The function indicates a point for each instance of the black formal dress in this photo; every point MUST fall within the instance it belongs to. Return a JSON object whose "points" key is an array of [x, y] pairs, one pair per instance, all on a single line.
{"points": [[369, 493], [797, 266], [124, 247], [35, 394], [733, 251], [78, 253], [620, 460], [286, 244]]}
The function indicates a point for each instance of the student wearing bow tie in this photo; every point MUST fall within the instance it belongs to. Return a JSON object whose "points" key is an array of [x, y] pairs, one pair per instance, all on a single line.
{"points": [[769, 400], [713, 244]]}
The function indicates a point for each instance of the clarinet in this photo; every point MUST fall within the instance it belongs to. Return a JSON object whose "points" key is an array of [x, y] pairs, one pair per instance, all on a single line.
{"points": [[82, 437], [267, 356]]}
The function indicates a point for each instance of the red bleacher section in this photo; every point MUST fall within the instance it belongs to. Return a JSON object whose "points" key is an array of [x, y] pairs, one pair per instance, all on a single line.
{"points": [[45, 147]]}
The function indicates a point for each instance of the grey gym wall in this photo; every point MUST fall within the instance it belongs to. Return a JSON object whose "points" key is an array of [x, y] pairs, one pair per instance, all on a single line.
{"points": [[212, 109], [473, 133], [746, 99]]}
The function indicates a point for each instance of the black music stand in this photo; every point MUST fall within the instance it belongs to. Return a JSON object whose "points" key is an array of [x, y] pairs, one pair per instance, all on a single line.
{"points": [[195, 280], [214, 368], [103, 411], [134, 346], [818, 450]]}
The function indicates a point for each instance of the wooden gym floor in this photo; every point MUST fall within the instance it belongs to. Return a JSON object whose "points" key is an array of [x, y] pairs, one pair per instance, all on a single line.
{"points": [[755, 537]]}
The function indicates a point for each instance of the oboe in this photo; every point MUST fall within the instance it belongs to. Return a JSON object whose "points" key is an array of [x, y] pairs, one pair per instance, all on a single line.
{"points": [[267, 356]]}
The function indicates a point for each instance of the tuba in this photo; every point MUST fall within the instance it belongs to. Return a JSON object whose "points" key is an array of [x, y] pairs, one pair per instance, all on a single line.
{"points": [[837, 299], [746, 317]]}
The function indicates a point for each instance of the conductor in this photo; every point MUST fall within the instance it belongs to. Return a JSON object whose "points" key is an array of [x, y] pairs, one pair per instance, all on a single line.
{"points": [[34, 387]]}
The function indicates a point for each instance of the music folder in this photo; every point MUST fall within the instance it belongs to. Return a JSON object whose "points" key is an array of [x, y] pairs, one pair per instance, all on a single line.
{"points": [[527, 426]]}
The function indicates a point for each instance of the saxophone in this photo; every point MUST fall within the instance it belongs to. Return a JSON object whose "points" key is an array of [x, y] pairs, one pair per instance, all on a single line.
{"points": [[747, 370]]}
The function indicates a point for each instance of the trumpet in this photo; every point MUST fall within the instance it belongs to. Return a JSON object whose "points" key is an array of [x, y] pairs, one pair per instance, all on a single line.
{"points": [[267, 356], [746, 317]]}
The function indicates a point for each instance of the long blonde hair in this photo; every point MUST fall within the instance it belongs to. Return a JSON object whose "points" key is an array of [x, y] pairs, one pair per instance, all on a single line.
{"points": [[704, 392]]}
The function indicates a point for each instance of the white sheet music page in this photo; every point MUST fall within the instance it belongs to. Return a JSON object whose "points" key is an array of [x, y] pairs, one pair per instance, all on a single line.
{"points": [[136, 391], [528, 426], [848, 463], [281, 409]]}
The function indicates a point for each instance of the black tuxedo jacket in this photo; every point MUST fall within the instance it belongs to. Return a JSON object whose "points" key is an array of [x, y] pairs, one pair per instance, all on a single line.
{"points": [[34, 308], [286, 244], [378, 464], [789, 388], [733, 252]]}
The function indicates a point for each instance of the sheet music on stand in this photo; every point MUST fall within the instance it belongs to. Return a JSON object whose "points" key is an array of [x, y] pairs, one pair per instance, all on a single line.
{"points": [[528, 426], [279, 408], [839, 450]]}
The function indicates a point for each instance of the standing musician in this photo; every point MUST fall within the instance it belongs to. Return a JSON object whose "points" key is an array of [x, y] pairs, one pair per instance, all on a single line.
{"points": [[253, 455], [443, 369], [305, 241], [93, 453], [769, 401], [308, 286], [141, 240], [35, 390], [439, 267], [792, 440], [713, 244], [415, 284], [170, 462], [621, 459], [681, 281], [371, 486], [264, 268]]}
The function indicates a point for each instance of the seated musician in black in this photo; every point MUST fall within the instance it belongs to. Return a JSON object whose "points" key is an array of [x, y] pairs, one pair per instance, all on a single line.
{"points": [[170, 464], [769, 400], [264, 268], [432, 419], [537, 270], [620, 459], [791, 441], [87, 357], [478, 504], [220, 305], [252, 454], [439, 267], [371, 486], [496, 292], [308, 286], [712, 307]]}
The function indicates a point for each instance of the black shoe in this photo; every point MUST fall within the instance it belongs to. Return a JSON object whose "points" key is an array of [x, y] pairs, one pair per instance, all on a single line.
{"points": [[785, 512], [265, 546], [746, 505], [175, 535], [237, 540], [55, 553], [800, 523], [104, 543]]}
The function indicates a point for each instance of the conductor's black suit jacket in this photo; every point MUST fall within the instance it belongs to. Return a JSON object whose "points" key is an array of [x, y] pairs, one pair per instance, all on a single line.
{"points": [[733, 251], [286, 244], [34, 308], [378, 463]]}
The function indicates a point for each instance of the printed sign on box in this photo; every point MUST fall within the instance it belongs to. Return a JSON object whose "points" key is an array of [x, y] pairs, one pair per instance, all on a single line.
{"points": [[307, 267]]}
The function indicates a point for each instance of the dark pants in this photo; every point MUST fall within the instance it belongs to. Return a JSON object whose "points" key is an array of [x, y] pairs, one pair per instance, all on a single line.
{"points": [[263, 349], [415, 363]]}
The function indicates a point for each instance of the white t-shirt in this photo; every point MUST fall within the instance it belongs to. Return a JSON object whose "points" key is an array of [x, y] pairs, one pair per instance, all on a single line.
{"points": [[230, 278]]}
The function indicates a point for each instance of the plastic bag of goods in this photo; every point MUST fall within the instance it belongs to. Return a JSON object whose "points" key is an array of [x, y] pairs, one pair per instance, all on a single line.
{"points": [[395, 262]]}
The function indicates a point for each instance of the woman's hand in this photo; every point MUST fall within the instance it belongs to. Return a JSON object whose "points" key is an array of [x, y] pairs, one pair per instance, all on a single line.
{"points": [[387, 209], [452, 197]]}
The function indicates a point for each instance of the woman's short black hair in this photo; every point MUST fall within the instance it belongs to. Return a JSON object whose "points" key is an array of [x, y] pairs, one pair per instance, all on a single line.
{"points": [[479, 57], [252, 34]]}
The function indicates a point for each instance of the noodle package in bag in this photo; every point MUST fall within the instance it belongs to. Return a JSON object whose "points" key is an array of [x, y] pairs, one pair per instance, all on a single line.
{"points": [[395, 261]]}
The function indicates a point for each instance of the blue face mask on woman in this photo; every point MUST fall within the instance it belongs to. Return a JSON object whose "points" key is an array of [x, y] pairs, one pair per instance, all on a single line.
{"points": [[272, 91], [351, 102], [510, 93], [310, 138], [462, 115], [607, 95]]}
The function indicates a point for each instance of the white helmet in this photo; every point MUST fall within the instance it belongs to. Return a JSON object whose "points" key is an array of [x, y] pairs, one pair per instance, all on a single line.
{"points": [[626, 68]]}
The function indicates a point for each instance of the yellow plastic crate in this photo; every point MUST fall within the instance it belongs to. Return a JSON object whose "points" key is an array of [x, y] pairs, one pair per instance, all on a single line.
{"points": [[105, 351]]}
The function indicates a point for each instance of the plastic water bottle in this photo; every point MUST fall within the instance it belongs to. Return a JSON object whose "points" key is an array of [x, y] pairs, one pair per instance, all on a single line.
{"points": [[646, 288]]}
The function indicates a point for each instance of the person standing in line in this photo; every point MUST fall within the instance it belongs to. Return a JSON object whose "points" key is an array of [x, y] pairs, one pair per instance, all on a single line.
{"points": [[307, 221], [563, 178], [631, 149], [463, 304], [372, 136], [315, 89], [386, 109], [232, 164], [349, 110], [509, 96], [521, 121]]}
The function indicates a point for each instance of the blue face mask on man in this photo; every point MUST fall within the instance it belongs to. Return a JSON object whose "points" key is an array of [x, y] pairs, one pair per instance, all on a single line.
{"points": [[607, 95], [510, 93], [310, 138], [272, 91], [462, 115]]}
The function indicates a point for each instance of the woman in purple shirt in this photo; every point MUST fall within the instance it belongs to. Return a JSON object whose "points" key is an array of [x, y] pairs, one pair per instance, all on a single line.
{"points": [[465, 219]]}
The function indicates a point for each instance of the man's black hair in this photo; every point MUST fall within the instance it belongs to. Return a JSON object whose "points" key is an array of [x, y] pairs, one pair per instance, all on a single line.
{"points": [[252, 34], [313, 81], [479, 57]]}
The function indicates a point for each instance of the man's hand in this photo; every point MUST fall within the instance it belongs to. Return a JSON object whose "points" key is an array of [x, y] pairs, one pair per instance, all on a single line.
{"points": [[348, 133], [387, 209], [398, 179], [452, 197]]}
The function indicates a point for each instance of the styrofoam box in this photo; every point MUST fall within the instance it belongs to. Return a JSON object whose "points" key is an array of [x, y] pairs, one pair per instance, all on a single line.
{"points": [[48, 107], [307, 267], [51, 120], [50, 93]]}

- Exercise instructions
Exact copies of the line with "the man's hand" and of every later line in the entries make up the whole answer.

- Response to the task
The function indicates a point for each instance of the man's hand in this photo; every point MUST fall within the instance it belongs to. Return a JSON object whose "points" key is an array of [x, y] pairs, one pair per instance, all on a single line.
{"points": [[348, 133], [387, 209], [398, 179], [452, 197]]}
The function indicates a point for each instance of the styrofoam box in this photo; every point MUST fall within the instance it belongs to. Return a JSON object whose "points" key is an array of [x, y] pairs, one pair per instance, all on a single line.
{"points": [[48, 107], [307, 267], [51, 120], [50, 93]]}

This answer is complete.